## [Problem]
Turn the rows from the line containing "Identify a point for each instance of the glass" through the end into a numbered list, skipping blank lines and leaving out the pictures.

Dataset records
- - -

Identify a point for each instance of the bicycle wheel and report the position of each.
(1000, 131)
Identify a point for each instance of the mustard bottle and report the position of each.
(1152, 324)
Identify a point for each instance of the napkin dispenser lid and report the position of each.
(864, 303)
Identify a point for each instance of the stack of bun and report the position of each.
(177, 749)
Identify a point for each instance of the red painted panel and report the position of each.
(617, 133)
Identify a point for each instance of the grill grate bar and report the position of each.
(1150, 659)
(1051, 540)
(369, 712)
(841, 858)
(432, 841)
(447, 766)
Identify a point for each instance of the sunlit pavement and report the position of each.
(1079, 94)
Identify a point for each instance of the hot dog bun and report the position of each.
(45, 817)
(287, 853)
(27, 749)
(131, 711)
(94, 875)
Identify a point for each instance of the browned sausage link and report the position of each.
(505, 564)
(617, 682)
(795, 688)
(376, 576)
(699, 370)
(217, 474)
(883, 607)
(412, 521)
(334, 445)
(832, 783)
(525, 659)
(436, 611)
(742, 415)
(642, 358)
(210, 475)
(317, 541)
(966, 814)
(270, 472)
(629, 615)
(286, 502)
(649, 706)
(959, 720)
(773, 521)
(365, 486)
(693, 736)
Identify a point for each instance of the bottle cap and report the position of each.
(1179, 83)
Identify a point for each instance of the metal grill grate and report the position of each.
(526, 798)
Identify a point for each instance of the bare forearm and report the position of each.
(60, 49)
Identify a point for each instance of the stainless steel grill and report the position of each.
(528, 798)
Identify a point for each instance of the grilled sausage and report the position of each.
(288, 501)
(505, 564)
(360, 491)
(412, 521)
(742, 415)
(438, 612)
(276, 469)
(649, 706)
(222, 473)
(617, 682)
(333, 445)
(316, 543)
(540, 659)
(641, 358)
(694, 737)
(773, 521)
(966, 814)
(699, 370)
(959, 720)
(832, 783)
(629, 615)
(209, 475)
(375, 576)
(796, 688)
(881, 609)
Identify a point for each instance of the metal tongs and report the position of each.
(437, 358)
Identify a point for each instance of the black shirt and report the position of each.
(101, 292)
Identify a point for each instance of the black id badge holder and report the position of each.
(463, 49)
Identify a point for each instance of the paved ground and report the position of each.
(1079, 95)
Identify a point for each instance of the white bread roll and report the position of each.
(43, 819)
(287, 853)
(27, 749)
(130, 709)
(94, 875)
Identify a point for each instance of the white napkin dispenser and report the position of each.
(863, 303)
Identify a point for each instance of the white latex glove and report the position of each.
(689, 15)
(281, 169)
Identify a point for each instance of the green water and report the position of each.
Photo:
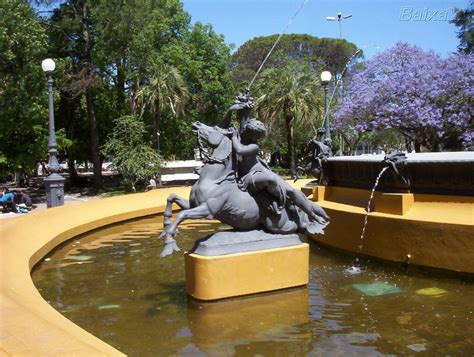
(113, 284)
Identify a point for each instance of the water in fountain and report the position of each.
(366, 219)
(112, 283)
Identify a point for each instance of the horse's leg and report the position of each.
(198, 212)
(173, 198)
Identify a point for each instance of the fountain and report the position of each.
(419, 207)
(111, 283)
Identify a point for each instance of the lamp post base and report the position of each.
(54, 184)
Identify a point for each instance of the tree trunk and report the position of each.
(94, 134)
(291, 145)
(94, 137)
(417, 146)
(156, 131)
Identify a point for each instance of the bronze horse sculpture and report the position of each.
(217, 195)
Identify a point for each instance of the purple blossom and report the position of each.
(428, 99)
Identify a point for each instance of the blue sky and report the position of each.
(375, 26)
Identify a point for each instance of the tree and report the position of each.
(133, 157)
(202, 59)
(463, 20)
(330, 54)
(424, 97)
(165, 90)
(291, 94)
(23, 95)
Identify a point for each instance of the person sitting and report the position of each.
(255, 175)
(7, 201)
(25, 200)
(152, 184)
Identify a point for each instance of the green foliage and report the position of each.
(132, 156)
(23, 95)
(319, 53)
(289, 95)
(464, 20)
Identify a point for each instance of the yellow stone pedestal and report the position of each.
(223, 276)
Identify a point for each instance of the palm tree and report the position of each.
(292, 94)
(164, 90)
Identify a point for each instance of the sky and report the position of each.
(375, 25)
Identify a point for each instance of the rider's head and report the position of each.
(254, 129)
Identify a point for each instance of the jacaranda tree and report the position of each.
(426, 98)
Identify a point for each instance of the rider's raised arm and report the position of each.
(245, 150)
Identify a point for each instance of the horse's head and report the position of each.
(212, 135)
(216, 138)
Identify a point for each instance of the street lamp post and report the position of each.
(339, 18)
(54, 183)
(325, 79)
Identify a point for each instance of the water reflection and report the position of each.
(218, 327)
(112, 283)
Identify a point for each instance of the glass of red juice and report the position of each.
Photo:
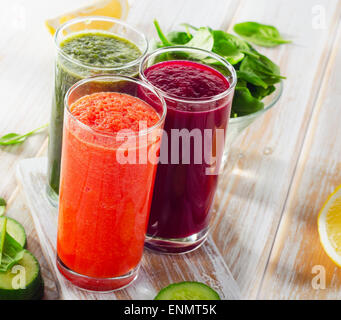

- - -

## [Exercise answer]
1. Identify a point for each instance of the glass of red juice and report the position of each.
2. Photo:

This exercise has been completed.